RECORDS TO USE>
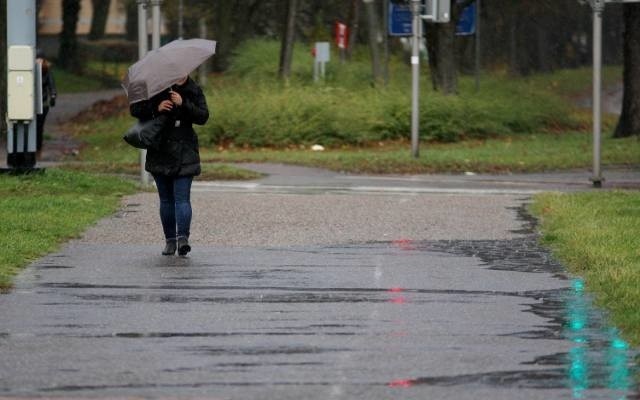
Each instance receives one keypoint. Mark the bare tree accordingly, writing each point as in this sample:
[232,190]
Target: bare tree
[68,53]
[286,50]
[442,55]
[629,122]
[99,18]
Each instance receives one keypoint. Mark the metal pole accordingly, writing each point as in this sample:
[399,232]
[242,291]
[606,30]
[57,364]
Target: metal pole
[155,23]
[385,35]
[598,9]
[180,19]
[143,46]
[415,79]
[478,45]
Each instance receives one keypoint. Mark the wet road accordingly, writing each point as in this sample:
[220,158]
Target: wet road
[487,317]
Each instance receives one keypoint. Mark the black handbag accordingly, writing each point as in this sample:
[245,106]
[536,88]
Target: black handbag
[146,134]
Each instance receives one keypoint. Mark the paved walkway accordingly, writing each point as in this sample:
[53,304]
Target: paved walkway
[314,289]
[310,284]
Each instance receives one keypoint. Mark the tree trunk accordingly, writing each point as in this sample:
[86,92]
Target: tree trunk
[629,122]
[372,28]
[99,18]
[131,25]
[353,23]
[222,30]
[286,50]
[68,53]
[442,57]
[442,51]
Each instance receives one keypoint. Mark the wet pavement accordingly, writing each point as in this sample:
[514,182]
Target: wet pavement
[415,319]
[310,284]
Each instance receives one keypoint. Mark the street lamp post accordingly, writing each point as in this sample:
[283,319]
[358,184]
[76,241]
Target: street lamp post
[415,78]
[598,9]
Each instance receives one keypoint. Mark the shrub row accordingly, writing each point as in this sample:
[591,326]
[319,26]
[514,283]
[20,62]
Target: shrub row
[251,108]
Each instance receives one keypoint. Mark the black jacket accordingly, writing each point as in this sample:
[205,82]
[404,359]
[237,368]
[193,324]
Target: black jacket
[178,154]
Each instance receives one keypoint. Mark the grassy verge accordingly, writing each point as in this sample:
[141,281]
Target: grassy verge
[210,171]
[597,236]
[41,211]
[542,152]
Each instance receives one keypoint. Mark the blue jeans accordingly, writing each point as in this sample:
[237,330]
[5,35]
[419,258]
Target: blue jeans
[175,205]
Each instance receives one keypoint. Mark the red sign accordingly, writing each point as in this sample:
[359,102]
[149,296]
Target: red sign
[342,35]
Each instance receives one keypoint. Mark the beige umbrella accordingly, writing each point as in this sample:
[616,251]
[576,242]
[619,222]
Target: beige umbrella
[161,68]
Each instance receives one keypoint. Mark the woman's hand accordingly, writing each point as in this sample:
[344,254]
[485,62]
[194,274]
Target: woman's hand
[166,105]
[176,98]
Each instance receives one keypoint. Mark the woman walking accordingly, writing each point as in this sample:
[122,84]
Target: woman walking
[177,160]
[49,94]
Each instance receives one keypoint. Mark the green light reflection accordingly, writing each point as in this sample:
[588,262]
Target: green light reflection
[582,361]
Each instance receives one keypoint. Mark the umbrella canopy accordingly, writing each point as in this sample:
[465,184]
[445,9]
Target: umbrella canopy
[163,67]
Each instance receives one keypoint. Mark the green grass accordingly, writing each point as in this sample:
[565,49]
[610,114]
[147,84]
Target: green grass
[530,153]
[41,211]
[597,236]
[519,153]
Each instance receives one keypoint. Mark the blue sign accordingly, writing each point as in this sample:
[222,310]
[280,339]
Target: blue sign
[400,20]
[467,22]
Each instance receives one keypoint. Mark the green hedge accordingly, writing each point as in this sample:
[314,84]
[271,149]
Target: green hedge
[251,108]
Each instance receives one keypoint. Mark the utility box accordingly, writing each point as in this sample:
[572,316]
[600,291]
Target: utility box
[20,83]
[437,11]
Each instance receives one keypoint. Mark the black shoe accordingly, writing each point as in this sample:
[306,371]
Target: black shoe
[183,246]
[170,248]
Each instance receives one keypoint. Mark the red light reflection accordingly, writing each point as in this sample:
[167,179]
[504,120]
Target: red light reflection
[404,244]
[401,383]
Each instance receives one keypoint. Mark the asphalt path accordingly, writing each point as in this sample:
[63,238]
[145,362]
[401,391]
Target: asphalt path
[310,284]
[315,285]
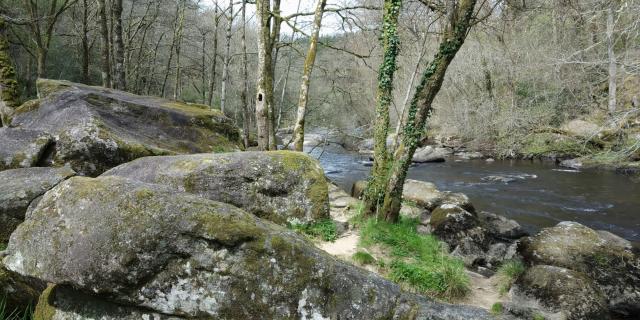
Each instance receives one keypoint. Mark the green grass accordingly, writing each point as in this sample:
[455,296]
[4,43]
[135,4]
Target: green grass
[418,261]
[324,229]
[497,308]
[363,258]
[508,273]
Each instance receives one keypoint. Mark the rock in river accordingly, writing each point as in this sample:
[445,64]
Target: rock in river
[156,251]
[18,188]
[281,186]
[602,257]
[96,129]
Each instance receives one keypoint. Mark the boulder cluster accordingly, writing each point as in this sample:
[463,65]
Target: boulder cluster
[571,271]
[115,206]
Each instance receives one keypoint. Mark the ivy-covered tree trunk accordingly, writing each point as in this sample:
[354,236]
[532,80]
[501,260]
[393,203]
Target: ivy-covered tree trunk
[374,193]
[421,105]
[298,132]
[8,82]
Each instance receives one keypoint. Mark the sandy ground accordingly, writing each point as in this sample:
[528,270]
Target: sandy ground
[484,292]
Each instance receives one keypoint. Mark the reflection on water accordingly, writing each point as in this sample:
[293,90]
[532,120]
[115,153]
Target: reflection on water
[534,193]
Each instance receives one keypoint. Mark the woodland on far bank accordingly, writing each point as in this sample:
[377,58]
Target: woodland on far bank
[526,69]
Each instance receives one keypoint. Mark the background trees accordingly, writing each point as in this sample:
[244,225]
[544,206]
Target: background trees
[524,66]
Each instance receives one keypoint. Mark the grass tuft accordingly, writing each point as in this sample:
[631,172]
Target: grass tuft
[497,308]
[417,260]
[508,273]
[324,229]
[363,258]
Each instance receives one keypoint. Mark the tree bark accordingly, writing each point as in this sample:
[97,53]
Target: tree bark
[421,106]
[227,58]
[119,45]
[298,131]
[245,80]
[374,193]
[212,78]
[104,50]
[612,59]
[264,94]
[8,80]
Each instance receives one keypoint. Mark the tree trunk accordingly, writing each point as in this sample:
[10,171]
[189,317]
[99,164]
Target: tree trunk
[274,38]
[177,90]
[8,80]
[85,42]
[119,45]
[104,51]
[374,193]
[612,59]
[264,94]
[212,78]
[421,104]
[298,131]
[245,80]
[227,58]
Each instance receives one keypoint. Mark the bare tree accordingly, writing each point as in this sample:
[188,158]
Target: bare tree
[298,132]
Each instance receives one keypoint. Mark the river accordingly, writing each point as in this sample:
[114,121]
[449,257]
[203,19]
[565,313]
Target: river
[540,195]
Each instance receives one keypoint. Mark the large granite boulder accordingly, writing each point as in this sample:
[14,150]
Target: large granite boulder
[280,186]
[426,195]
[18,188]
[22,148]
[96,128]
[603,257]
[557,293]
[153,250]
[482,241]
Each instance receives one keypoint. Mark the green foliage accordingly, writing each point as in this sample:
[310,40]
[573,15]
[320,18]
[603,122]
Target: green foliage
[547,144]
[324,229]
[508,273]
[497,308]
[363,258]
[417,260]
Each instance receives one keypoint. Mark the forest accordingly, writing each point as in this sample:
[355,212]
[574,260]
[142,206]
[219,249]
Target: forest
[196,159]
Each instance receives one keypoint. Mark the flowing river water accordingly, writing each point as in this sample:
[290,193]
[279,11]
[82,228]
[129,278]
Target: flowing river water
[540,194]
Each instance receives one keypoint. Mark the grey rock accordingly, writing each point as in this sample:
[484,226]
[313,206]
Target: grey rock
[500,226]
[280,186]
[22,148]
[176,254]
[97,128]
[18,188]
[430,154]
[560,292]
[607,261]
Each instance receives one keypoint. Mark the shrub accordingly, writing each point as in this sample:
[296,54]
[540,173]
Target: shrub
[417,260]
[324,229]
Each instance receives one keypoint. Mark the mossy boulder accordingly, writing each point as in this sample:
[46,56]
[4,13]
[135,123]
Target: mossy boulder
[18,188]
[97,128]
[554,145]
[280,186]
[17,292]
[561,292]
[603,257]
[22,148]
[156,250]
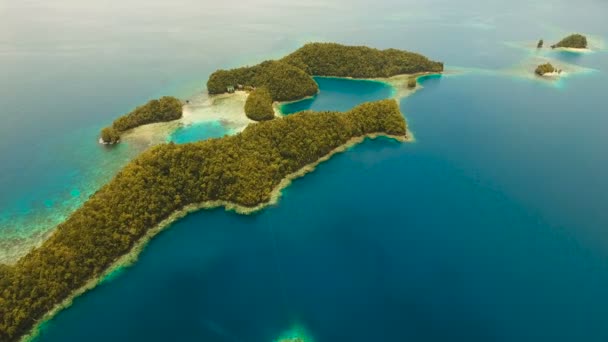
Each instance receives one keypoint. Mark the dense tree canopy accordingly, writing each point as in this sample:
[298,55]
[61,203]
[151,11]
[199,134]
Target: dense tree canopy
[577,41]
[243,169]
[166,108]
[110,135]
[331,59]
[546,68]
[259,105]
[285,82]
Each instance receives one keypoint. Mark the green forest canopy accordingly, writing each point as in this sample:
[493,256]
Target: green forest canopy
[577,41]
[242,169]
[545,69]
[167,108]
[285,82]
[290,78]
[331,59]
[258,106]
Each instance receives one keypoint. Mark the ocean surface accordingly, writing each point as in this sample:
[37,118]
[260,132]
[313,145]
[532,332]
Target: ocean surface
[491,226]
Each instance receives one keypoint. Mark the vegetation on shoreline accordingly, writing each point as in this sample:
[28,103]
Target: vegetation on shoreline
[540,44]
[290,78]
[575,41]
[546,68]
[259,105]
[412,82]
[242,169]
[331,59]
[166,108]
[284,82]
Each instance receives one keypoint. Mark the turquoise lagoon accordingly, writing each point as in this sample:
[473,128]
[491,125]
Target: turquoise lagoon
[490,227]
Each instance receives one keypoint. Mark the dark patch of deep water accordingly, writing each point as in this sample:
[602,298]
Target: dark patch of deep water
[488,228]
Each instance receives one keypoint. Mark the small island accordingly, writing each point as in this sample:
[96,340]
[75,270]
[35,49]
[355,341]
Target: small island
[573,41]
[258,106]
[245,171]
[547,69]
[165,109]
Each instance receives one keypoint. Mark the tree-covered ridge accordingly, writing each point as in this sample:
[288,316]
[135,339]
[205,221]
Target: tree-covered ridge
[167,108]
[576,41]
[285,82]
[546,68]
[331,59]
[242,169]
[258,106]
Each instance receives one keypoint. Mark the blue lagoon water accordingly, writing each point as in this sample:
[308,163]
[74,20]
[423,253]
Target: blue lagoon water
[340,94]
[490,227]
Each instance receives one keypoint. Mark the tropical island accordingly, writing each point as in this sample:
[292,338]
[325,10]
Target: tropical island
[547,69]
[290,78]
[165,109]
[244,172]
[573,41]
[258,106]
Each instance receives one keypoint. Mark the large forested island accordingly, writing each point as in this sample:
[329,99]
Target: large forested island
[244,170]
[290,78]
[573,41]
[165,109]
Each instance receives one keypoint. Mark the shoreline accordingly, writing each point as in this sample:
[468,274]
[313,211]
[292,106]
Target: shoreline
[132,256]
[398,83]
[226,108]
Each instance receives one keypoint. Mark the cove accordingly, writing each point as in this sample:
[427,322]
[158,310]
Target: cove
[340,94]
[441,239]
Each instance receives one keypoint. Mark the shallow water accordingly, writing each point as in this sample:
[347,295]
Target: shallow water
[465,234]
[491,226]
[198,131]
[340,94]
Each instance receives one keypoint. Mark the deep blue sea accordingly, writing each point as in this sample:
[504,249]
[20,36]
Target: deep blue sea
[491,226]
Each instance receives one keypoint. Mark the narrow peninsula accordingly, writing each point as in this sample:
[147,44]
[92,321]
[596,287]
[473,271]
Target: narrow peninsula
[245,170]
[547,69]
[165,109]
[290,78]
[573,41]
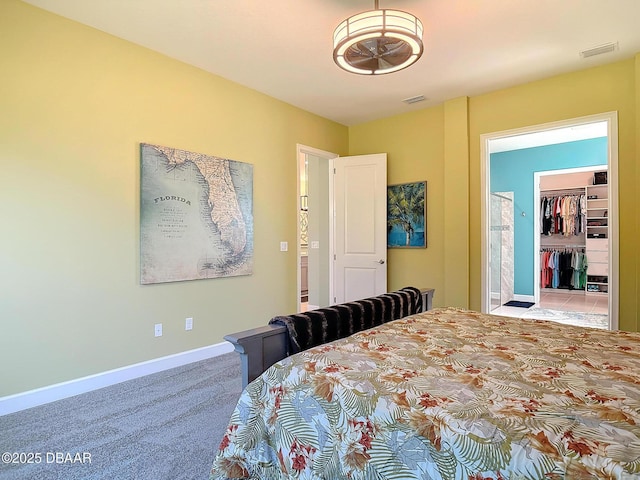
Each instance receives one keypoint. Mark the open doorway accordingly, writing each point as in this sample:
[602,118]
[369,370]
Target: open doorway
[524,215]
[315,230]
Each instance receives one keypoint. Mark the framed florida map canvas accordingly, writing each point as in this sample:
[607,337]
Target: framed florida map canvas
[196,216]
[407,215]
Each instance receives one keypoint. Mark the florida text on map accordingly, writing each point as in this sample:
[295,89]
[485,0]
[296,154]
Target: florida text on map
[196,216]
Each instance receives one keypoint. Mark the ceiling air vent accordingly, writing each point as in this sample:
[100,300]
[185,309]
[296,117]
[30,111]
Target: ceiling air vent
[606,48]
[416,99]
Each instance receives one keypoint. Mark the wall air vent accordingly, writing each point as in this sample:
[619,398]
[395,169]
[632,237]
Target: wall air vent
[606,48]
[416,99]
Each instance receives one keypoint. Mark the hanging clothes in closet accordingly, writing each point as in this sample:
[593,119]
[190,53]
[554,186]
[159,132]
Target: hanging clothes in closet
[563,214]
[563,268]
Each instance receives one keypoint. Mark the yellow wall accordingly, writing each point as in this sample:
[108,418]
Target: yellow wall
[442,145]
[75,104]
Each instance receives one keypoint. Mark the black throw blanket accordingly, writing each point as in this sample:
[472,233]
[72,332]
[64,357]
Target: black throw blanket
[323,325]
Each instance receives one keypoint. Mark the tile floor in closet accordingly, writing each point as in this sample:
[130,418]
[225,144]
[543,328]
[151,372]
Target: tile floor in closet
[565,301]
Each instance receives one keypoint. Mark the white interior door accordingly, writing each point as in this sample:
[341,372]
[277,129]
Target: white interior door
[360,237]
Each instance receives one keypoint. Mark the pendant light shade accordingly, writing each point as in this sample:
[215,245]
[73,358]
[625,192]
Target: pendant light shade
[378,42]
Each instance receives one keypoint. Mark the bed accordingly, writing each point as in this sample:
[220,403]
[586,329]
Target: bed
[444,394]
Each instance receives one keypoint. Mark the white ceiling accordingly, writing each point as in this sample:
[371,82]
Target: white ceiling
[283,47]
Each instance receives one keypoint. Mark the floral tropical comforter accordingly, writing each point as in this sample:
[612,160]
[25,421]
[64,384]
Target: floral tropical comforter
[446,394]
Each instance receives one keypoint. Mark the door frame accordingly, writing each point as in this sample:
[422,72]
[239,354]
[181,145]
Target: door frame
[303,150]
[611,118]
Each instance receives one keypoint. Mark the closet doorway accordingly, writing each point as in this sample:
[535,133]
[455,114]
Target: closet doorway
[571,270]
[537,136]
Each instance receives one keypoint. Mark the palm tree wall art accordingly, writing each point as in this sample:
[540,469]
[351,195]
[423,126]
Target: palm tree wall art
[406,215]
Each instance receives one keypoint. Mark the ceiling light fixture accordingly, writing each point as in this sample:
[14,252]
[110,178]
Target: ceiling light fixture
[378,41]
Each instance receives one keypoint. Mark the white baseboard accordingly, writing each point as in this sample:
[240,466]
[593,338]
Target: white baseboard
[524,298]
[51,393]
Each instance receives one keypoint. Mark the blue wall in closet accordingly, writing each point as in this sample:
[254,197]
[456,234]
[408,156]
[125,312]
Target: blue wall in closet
[513,172]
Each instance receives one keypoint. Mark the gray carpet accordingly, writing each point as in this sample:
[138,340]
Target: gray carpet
[165,426]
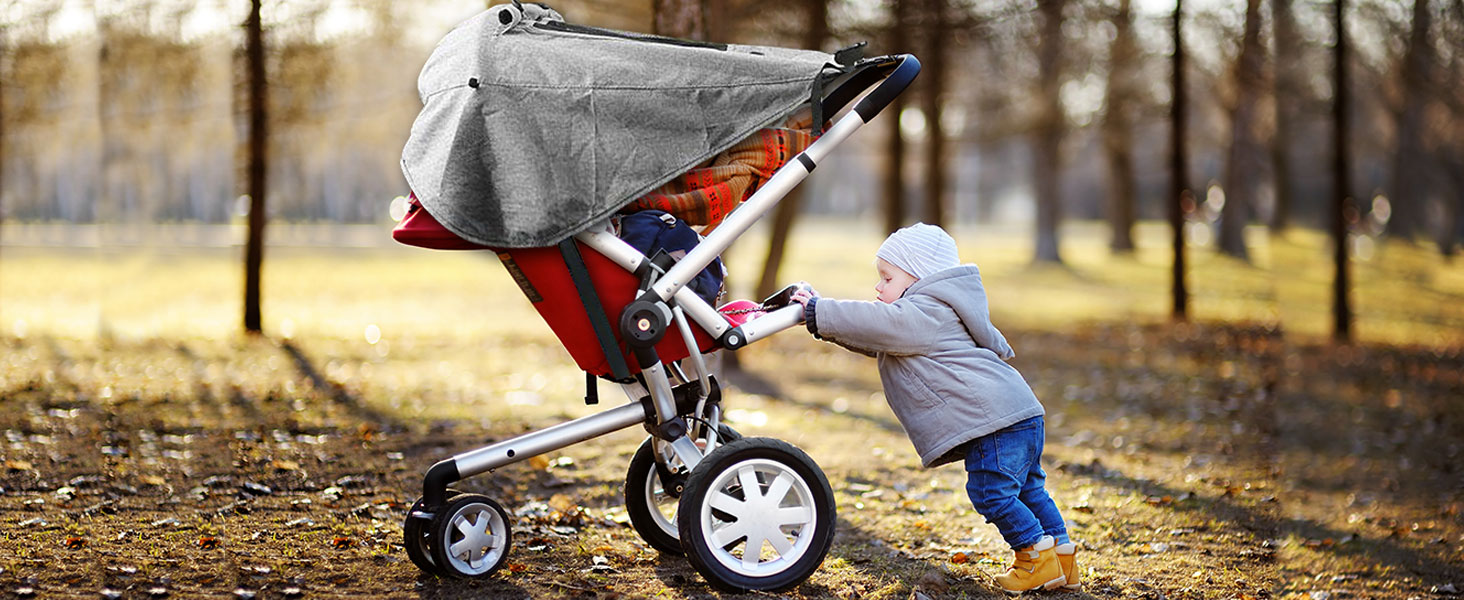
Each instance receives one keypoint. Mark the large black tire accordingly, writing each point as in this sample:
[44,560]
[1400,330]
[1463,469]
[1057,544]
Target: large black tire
[763,490]
[416,534]
[470,536]
[650,507]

THE PROBLEM> Repeat exactly the lines from the one containing "Each instance receives one keypoint. Mark the pendant" through the last line of the records above, both included, and leave out the pictures.

FULL RESPONSE>
Each instance receives one keypoint. Mark the pendant light shade accordingly, writing each point as in this sample:
[215,245]
[73,358]
[625,192]
Target: pendant light shade
[378,42]
Each instance receives one keypoint. Mark the bed accordingly, writing each point as in this sample:
[220,403]
[586,329]
Target: bed
[444,394]
Each instance receives one keypoint. Mark the white ceiling accordingly, writing each point as in this sample:
[371,82]
Target: white ceiling
[283,47]
Each instance receives one keypoint. Mark the floral tropical comforter accordingly, writing each point as in this sample:
[612,160]
[25,421]
[64,384]
Target: floral tropical comforter
[446,394]
Each instance receives one keypoint. Mark the door frame accordingly, writing each point as in this sample:
[422,72]
[239,354]
[181,145]
Target: door frame
[303,150]
[611,118]
Each instance receives one keypoint. Mark the closet doorway accordingly, writing each point as in this sample:
[535,133]
[455,114]
Target: closet doorway
[571,270]
[537,136]
Each instance receives one keypoint. Mark the palm tree wall art accordingly, writing each point as in this sample:
[540,469]
[351,195]
[423,126]
Target: palm tree wall art
[406,215]
Each instance receives one keypoint. Mark the ceiling light fixture accordingly, writing each point as in this sample:
[14,252]
[110,178]
Target: ceiling light fixture
[378,41]
Each instance receives one keypoint. Mark the white baseboard accordingly, writing each point as in this sample:
[240,466]
[593,338]
Target: white baseboard
[524,298]
[51,393]
Each instance receives one keypoint. Mark the blue wall in closet accordingly, writing each point as in this sample:
[254,197]
[456,234]
[408,156]
[125,312]
Target: blue wall in closet
[513,172]
Each instance receives one keypoint. Mark the gray carpet accordingly, writing each point as in this sample:
[138,340]
Target: gray carpet
[165,426]
Each instance receives one keypoint. Mark the large black tire accordingly, writing each point as in this sample:
[44,560]
[1400,330]
[1463,469]
[1057,544]
Target: large black tire
[763,490]
[416,534]
[470,536]
[650,507]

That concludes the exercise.